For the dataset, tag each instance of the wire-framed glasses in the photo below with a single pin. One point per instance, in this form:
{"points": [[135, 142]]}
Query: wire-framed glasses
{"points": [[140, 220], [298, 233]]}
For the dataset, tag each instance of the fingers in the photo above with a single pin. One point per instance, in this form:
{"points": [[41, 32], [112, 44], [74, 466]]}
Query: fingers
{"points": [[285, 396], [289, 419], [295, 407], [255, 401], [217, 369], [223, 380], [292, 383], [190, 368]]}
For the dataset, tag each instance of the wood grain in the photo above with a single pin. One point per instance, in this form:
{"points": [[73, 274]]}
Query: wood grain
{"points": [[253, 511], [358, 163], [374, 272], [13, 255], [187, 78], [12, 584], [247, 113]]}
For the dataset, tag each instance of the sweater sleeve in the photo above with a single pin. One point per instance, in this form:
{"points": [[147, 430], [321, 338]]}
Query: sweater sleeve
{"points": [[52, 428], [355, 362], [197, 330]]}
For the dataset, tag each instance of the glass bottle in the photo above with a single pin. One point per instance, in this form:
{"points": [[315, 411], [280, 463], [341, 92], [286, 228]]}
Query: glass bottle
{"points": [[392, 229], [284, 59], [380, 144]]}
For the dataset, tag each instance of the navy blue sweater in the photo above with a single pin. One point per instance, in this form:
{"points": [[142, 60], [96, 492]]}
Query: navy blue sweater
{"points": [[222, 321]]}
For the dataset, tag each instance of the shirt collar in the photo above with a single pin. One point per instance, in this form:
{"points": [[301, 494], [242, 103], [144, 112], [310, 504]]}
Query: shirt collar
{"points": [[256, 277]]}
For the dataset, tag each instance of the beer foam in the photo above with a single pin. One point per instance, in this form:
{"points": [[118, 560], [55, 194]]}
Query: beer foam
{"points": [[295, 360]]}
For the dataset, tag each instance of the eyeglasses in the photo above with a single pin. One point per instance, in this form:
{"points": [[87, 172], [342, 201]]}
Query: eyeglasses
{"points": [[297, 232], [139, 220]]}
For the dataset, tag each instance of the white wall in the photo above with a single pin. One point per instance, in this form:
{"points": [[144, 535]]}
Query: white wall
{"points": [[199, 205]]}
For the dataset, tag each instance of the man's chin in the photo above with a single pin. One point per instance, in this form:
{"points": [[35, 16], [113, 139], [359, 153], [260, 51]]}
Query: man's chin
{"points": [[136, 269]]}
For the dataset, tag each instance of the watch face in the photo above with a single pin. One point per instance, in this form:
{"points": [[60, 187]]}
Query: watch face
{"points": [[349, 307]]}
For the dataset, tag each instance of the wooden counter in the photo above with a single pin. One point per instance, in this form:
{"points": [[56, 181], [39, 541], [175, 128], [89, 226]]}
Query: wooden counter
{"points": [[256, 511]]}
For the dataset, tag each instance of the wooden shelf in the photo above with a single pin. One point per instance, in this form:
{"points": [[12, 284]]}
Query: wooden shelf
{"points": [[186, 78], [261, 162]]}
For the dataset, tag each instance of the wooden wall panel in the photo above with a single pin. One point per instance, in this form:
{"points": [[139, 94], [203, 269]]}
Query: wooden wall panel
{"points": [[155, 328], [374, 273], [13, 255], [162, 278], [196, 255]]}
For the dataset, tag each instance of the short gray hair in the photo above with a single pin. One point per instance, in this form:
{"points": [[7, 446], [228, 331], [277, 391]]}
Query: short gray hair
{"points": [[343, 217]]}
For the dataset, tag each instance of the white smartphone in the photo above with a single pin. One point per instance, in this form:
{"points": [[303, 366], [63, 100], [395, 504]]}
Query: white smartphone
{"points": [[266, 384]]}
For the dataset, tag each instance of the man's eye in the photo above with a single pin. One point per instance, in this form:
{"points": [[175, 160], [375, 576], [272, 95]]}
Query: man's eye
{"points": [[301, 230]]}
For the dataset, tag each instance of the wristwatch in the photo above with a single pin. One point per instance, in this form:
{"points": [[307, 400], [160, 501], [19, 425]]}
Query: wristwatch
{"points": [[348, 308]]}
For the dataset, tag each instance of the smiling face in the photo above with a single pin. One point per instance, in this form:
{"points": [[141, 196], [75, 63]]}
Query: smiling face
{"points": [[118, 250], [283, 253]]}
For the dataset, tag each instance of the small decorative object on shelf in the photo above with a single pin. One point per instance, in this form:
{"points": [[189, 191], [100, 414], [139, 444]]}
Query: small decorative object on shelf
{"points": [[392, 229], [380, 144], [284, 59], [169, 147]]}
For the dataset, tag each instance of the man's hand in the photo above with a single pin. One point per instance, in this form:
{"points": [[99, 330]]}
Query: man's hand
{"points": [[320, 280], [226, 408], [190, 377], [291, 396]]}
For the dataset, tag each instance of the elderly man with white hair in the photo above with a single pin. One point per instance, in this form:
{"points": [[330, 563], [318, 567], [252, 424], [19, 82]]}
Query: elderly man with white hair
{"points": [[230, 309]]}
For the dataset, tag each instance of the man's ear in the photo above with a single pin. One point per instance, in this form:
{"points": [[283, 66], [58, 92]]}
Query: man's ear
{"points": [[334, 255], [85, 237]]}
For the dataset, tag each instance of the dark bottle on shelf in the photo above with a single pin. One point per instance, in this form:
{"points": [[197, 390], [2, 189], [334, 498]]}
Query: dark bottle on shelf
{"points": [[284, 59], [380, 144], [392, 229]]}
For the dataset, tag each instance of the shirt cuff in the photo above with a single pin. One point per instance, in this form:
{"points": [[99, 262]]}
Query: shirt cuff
·····
● Aim of the exercise
Give back exactly the lines from the one containing "For the dataset, tag each instance of the man's ear" to the end of the material, both ends included.

● Response for this exercise
For the dataset, tag each instance of the man's ear in the photo above with a single pin. One point per instance, in this form:
{"points": [[283, 66], [58, 92]]}
Query: man's ear
{"points": [[334, 255], [85, 237]]}
For the dataset, tag each instance of the dark bottle on shelf in the photo above with a single pin. One point per instance, in this form:
{"points": [[197, 390], [2, 189], [334, 498]]}
Query: dark bottle on shelf
{"points": [[284, 59], [380, 144], [392, 229]]}
For the dataset, tag each instance of the shirt cuff in the photo above with a single pin. One point per instance, in this form:
{"points": [[99, 262]]}
Query: shirt cuff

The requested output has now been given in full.